Requirements: Copy out every line of the listing below without changing a single character.

Position identification records:
════════════════════

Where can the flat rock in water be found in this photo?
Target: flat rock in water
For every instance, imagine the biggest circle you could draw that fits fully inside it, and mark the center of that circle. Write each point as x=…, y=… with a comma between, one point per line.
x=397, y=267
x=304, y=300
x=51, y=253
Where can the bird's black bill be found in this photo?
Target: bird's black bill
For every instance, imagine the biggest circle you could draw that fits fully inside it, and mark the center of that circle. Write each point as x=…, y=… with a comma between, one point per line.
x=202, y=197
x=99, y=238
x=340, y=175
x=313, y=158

════════════════════

Answer:
Where can the flat rock in water be found in this photo?
Target: flat rock in water
For every instance, imagine the biggest circle you could draw that fits fully inside it, and mark the center of that circle. Write each point as x=…, y=… with a comma between, one point per line.
x=397, y=267
x=304, y=300
x=51, y=253
Where can the bird's black bill be found in this photo?
Target: bird's black bill
For every instance, imagine the biggest circle you could draw that fits fully inside it, and mark the center of that circle. Write each point as x=…, y=… with a comma between, one point per line.
x=202, y=197
x=99, y=238
x=340, y=175
x=313, y=158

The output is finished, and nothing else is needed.